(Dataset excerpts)
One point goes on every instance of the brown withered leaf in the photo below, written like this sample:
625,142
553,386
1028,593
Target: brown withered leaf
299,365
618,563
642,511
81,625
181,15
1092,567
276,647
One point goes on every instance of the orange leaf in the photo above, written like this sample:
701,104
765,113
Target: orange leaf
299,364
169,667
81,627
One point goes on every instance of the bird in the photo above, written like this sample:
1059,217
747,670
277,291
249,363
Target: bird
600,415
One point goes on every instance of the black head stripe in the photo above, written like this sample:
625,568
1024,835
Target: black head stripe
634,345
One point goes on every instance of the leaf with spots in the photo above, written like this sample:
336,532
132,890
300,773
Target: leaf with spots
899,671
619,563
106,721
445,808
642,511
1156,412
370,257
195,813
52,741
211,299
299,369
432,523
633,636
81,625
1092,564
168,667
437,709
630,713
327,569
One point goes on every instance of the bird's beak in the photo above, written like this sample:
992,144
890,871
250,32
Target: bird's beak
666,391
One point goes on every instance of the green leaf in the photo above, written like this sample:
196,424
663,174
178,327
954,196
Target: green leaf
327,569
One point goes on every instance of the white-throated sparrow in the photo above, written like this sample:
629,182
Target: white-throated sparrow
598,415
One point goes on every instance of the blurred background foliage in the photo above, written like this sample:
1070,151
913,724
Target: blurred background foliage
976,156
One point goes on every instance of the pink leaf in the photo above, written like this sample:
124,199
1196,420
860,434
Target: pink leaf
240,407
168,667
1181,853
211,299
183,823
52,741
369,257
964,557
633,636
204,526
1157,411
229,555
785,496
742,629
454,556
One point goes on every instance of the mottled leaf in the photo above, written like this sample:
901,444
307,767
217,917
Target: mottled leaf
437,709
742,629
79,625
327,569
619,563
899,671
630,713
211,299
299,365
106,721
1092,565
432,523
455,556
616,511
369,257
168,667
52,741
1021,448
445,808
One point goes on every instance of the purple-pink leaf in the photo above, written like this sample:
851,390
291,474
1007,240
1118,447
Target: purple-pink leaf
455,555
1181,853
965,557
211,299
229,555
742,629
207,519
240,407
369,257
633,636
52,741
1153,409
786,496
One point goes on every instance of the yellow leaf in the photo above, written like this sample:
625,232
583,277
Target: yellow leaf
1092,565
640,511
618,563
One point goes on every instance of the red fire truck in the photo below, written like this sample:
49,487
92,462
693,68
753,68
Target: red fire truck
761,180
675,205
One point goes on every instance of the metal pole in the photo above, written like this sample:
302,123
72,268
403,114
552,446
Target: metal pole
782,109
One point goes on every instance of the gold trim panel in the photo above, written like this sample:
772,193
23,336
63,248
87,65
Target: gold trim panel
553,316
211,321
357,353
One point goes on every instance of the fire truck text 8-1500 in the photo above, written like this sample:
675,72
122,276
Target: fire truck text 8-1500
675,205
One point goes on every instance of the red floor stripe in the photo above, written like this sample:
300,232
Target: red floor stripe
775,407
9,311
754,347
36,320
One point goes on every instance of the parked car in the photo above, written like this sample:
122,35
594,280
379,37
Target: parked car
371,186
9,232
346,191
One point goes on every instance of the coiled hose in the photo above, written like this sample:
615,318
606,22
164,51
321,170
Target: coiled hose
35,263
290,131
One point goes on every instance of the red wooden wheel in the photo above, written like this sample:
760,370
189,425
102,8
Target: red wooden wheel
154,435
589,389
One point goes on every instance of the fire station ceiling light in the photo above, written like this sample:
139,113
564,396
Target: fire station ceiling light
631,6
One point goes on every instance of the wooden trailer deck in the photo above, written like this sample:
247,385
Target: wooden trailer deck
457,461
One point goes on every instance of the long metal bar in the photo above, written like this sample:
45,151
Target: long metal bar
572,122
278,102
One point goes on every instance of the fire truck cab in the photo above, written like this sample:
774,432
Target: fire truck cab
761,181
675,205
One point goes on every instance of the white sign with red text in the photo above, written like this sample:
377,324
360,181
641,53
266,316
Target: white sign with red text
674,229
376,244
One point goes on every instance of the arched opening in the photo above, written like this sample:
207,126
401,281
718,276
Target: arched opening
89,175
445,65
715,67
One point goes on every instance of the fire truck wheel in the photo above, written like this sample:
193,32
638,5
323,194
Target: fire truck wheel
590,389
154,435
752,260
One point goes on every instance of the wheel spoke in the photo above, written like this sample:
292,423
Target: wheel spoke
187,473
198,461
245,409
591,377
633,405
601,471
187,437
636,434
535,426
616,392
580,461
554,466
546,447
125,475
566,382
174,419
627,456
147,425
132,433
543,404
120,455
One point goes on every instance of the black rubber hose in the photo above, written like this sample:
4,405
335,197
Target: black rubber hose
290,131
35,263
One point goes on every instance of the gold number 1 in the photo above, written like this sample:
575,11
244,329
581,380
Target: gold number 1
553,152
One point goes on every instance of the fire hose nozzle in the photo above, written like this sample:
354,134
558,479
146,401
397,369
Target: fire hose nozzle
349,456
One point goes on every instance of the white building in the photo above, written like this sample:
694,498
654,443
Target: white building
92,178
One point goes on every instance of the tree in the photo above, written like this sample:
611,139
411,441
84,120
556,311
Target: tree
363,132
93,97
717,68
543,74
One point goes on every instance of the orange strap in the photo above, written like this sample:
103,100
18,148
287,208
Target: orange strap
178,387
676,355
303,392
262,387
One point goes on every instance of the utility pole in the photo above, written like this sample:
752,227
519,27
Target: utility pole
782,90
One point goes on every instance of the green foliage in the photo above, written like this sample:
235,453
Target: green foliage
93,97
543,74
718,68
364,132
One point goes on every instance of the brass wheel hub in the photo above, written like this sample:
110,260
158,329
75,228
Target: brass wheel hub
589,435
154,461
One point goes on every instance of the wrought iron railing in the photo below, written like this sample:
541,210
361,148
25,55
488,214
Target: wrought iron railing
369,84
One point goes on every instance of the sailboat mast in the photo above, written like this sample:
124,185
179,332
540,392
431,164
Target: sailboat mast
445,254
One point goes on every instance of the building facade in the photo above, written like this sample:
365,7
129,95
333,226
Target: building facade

▸ Try it:
Scan the data above for the word "facade". Copy every line in which it is found.

▸ Solution to the exercise:
One point goes on every instance of the building facade in the photo above, written like this sample:
Target: building facade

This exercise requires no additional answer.